Short problem:
Report every line of the data below that contains the word "glossy", copying each one in full.

Stored data entries
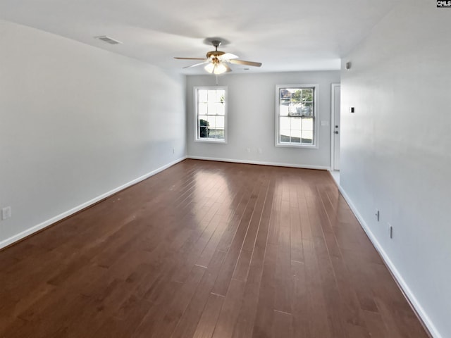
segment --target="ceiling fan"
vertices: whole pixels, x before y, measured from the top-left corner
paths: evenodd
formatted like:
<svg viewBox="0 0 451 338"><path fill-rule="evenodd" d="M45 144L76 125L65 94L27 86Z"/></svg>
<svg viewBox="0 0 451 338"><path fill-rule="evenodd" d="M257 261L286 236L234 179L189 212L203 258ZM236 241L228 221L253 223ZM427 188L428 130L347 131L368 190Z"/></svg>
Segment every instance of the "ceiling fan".
<svg viewBox="0 0 451 338"><path fill-rule="evenodd" d="M178 60L202 60L202 62L192 65L183 67L183 68L190 68L191 67L197 67L198 65L206 65L204 67L205 70L210 74L223 74L224 73L231 72L232 69L228 66L228 63L234 63L236 65L252 65L253 67L260 67L261 63L244 61L242 60L237 60L238 56L231 53L225 53L218 50L218 47L221 44L220 40L211 41L211 44L215 47L214 51L209 51L206 54L206 58L178 58Z"/></svg>

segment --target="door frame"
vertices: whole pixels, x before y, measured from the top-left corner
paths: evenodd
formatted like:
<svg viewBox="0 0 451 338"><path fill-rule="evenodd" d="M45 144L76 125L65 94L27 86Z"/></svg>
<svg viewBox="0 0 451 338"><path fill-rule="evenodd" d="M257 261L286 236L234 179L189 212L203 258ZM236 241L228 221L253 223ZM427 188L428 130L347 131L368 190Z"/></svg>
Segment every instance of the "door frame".
<svg viewBox="0 0 451 338"><path fill-rule="evenodd" d="M340 83L333 83L330 84L330 170L335 170L335 88L340 87ZM341 92L341 91L340 91ZM341 100L340 100L341 105ZM340 128L341 133L341 128Z"/></svg>

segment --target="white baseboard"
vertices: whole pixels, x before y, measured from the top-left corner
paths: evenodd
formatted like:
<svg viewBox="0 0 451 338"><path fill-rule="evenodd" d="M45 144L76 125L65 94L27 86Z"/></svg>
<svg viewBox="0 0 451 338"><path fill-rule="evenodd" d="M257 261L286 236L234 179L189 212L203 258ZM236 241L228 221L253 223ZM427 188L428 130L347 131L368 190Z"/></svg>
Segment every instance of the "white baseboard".
<svg viewBox="0 0 451 338"><path fill-rule="evenodd" d="M402 292L404 292L404 296L407 298L412 306L414 307L415 311L416 311L416 314L420 317L421 320L423 321L423 323L429 331L429 333L432 334L432 336L434 338L443 338L442 335L438 332L438 331L437 330L437 328L432 323L432 320L431 320L431 318L427 315L427 313L426 313L426 311L424 311L421 305L418 301L418 299L416 299L416 297L415 297L415 295L409 287L409 285L407 285L407 284L406 283L405 280L402 277L402 275L400 273L398 270L396 268L396 267L395 266L392 261L390 259L390 257L388 256L388 255L387 255L385 250L383 249L382 246L379 244L378 241L377 240L377 239L376 238L376 237L370 230L369 227L368 226L368 225L366 224L364 218L362 217L360 213L359 213L357 208L355 207L355 206L352 203L352 201L351 200L351 199L350 199L349 196L347 196L347 194L346 194L343 188L340 184L337 184L337 186L338 187L338 189L340 190L340 192L346 200L346 202L347 203L347 204L350 206L351 211L352 211L352 213L354 213L354 215L357 218L357 220L360 223L360 225L362 226L363 230L365 231L370 241L371 241L371 243L373 243L373 245L374 246L376 249L378 251L378 252L382 257L382 259L385 263L385 265L387 265L387 267L391 272L393 276L396 280L396 282L397 282L398 285L401 288Z"/></svg>
<svg viewBox="0 0 451 338"><path fill-rule="evenodd" d="M163 165L162 167L160 167L157 169L155 169L154 170L151 171L150 173L148 173L145 175L143 175L142 176L140 176L130 182L128 182L127 183L125 183L125 184L123 184L120 187L118 187L117 188L114 188L112 190L110 190L109 192L107 192L104 194L102 194L100 196L98 196L97 197L94 197L94 199L85 202L82 204L80 204L79 206L75 206L75 208L73 208L70 210L68 210L67 211L65 211L62 213L60 213L59 215L56 215L55 217L52 217L51 218L50 218L49 220L45 220L44 222L42 222L42 223L39 223L37 225L35 225L30 228L27 229L26 230L23 231L22 232L20 232L18 234L16 234L13 236L11 236L9 238L7 238L6 239L4 239L1 242L0 242L0 249L4 248L5 246L8 246L8 245L12 244L13 243L20 241L20 239L26 237L27 236L30 236L30 234L32 234L33 233L39 231L47 227L48 227L49 225L51 225L52 224L58 222L58 220L61 220L68 216L70 216L70 215L73 215L78 211L80 211L80 210L82 210L89 206L92 206L92 204L99 202L99 201L101 201L104 199L106 199L106 197L109 197L111 195L113 195L113 194L116 194L116 192L120 192L121 190L123 190L125 188L128 188L128 187L130 187L133 184L135 184L136 183L139 183L141 181L143 181L144 180L150 177L151 176L153 176L155 174L157 174L163 170L164 170L165 169L167 169L169 167L171 167L173 165L174 165L175 164L178 163L179 162L181 162L182 161L185 160L187 158L187 156L184 156L180 158L178 158L178 160L174 161L173 162L171 162L170 163L168 163L165 165Z"/></svg>
<svg viewBox="0 0 451 338"><path fill-rule="evenodd" d="M232 162L234 163L244 163L244 164L258 164L260 165L273 165L275 167L289 167L289 168L301 168L303 169L317 169L320 170L328 170L329 167L324 167L322 165L308 165L304 164L292 164L292 163L278 163L275 162L262 162L259 161L247 161L247 160L236 160L231 158L216 158L216 157L204 157L204 156L187 156L188 158L193 160L206 160L206 161L217 161L219 162Z"/></svg>

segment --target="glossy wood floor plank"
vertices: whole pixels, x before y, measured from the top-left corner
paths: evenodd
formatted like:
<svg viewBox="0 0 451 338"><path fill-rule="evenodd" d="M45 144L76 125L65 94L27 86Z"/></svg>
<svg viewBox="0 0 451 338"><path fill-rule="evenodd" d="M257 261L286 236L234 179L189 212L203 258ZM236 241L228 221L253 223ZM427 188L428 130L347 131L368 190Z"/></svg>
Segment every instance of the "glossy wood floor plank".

Expected answer:
segment --target="glossy wood floor plank"
Segment every instance of the "glossy wood floor plank".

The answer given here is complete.